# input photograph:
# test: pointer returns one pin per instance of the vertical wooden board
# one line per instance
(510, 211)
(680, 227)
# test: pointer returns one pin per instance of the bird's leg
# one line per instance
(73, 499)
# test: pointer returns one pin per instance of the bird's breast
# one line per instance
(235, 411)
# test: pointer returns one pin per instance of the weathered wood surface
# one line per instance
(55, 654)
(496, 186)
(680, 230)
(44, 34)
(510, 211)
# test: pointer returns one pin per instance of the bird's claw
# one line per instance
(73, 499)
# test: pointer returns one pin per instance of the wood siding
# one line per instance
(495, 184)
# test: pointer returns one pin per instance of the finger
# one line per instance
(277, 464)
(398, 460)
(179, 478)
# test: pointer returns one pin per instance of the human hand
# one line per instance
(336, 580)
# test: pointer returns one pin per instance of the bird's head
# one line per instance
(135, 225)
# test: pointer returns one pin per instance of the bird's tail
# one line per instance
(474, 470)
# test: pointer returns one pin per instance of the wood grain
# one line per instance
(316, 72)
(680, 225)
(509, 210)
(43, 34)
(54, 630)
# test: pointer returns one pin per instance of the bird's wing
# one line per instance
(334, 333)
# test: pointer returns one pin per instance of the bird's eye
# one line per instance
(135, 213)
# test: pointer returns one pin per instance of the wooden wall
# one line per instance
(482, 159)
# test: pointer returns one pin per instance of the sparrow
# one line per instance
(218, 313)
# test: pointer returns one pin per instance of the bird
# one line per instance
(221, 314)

---------------

Which lines above include the word "wooden"? Show each one.

_Output of the task_:
# test: pointer returns one pin per instance of the vertical wooden board
# test: pointer returns one pin per instance of the wooden wall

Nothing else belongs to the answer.